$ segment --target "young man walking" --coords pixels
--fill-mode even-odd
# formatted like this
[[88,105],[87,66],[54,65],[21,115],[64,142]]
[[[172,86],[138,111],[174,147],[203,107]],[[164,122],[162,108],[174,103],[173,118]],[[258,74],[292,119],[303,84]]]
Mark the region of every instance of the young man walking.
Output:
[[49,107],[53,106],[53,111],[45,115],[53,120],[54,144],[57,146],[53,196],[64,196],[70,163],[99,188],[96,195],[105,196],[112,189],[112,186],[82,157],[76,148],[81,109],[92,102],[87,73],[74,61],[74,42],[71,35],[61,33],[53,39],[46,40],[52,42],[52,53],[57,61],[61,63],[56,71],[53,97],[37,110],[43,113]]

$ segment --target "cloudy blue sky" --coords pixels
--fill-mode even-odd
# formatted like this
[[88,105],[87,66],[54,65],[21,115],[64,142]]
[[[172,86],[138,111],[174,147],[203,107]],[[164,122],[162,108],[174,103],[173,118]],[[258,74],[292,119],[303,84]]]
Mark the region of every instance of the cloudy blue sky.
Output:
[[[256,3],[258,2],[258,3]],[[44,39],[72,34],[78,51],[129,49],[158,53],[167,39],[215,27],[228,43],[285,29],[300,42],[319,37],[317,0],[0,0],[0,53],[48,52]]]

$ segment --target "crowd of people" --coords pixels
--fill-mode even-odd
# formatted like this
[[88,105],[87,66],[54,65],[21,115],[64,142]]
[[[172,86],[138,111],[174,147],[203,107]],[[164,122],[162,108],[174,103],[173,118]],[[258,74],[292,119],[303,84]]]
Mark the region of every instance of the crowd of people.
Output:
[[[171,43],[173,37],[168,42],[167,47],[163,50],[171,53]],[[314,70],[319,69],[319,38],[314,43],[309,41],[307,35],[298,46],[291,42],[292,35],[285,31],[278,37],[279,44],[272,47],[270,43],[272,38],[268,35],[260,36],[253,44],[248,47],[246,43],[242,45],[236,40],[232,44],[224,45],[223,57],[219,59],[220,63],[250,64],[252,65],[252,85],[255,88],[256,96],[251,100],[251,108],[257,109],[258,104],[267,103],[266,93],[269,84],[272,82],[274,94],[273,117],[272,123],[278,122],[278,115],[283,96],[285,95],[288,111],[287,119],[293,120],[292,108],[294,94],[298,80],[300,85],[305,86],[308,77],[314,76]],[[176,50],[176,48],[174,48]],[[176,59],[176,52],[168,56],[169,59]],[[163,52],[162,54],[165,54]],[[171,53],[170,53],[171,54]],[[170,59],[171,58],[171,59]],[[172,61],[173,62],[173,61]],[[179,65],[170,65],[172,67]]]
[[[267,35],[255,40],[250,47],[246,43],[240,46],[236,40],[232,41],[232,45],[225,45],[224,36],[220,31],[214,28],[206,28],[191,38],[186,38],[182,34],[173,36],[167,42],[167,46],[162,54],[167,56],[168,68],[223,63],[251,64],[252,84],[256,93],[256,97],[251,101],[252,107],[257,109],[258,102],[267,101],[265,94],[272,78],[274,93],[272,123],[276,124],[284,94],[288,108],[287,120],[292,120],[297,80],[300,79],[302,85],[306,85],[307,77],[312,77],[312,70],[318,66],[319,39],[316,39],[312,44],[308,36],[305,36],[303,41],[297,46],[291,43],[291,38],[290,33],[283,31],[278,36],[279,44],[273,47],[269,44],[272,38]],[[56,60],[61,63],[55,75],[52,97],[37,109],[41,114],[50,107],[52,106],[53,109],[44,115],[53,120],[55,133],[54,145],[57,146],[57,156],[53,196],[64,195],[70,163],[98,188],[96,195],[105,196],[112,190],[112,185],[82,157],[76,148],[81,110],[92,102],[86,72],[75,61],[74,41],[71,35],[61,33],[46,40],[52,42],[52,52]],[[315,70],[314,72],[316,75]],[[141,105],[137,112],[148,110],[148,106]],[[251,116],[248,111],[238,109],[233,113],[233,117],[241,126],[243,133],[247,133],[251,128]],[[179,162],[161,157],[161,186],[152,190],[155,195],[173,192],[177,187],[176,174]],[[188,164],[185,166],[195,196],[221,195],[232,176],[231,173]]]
•••••
*WHAT THE TASK ASKS*:
How many lines of the listing above contain the string "pixels"? Reply with the number only.

*REPLY TO THE TASK*:
3